Copy the stretch from "Drosophila melanogaster (D." through "further bioactivity markers." in the abstract on the fruit fly as a model for intestinal research, word for word.

## TEXT PROVIDED

=== Section Start ===

Drosophila melanogaster as a model organism for intestinal function research in the context of bioactive plant-derived compounds

Drosophila melanogaster (D. melanogaster, fruit fly) is a promising model organism to research intestinal functions in healthy and pathological states. Abundant gene homology, as well as anatomical and physiological similarities of the fruit fly’s and human’s intestine make the fruit fly a suitable model for the research of bioactive plant-derived compounds and intestinal health. The aim of this doctoral thesis was to establish a method of compound bioavailability evaluation in D. melanogaster and to apply the fruit fly in the research of the effects of selected plant extracts (soybean germs, citrus fruits, grape seeds, mixed wood barks) on intestinal barrier integrity, counteraction to the intestinally induced stresses, lifespan, metabolism and further bioactivity markers.

=== Section End ===

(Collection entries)
=== Section Start ===

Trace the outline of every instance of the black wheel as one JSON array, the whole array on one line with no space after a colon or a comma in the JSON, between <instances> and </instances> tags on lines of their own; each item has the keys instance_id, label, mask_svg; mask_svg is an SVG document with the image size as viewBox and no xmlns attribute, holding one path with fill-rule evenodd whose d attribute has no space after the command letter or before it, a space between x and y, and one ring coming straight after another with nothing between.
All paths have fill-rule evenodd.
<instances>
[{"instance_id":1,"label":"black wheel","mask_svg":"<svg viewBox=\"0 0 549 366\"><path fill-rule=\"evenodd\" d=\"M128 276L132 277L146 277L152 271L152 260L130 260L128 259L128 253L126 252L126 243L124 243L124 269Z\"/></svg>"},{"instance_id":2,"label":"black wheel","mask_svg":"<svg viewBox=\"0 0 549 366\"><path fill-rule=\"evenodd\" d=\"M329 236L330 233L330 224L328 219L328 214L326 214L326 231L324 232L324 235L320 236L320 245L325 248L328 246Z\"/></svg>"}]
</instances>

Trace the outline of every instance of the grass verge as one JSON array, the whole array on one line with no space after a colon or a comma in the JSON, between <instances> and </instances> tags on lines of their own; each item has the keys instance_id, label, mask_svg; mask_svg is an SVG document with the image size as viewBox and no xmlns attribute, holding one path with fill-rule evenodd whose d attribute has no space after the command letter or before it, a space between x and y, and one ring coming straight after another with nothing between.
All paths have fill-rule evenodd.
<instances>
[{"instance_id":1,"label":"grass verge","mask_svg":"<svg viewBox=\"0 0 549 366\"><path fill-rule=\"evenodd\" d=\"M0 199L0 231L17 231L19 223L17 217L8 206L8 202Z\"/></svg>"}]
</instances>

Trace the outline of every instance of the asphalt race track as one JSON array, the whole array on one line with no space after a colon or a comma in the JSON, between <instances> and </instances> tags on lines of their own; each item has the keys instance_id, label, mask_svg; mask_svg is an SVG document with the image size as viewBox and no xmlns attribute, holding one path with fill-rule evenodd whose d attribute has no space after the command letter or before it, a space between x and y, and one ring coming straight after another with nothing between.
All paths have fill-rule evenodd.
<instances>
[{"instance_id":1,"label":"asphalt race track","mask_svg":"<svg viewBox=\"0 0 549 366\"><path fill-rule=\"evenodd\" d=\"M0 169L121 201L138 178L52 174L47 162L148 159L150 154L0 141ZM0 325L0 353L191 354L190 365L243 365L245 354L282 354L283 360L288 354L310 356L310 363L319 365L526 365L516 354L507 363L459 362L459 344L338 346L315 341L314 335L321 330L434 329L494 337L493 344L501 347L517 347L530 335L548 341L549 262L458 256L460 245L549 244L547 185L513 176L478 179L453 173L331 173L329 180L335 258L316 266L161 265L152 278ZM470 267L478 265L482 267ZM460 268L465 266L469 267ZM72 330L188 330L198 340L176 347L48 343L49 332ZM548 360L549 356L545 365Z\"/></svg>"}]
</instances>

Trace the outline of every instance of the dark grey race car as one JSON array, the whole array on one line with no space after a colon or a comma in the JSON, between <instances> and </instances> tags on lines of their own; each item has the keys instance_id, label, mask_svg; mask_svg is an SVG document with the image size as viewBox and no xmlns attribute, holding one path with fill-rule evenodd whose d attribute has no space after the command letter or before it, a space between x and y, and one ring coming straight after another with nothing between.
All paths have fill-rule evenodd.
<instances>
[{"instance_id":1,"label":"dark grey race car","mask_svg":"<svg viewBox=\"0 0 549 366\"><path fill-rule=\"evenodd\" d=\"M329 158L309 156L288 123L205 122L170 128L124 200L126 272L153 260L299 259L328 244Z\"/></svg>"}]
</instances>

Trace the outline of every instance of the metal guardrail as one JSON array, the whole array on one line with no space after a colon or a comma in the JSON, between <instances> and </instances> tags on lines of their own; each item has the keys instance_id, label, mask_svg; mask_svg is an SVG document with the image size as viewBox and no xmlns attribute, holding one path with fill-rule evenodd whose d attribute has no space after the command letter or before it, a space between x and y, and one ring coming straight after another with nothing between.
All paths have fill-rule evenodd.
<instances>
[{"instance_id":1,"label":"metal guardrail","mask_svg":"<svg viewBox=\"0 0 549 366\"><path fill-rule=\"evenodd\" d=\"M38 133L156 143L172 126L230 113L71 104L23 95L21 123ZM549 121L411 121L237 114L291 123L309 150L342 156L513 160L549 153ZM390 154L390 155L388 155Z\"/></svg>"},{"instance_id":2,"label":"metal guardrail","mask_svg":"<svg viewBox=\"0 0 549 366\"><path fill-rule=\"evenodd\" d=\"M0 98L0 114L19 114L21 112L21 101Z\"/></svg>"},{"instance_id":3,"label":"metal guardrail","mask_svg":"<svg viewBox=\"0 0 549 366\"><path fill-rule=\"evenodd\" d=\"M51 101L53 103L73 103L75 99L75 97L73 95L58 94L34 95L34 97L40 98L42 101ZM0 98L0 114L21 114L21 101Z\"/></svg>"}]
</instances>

=== Section End ===

## EXERCISE OUTPUT
Drosophila melanogaster (D. melanogaster, fruit fly) is a promising model organism to research intestinal functions in healthy and pathological states. Abundant gene homology, as well as anatomical and physiological similarities of the fruit fly’s and human’s intestine make the fruit fly a suitable model for the research of bioactive plant-derived compounds and intestinal health. The aim of this doctoral thesis was to establish a method of compound bioavailability evaluation in D. melanogaster and to apply the fruit fly in the research of the effects of selected plant extracts (soybean germs, citrus fruits, grape seeds, mixed wood barks) on intestinal barrier integrity, counteraction to the intestinally induced stresses, lifespan, metabolism and further bioactivity markers.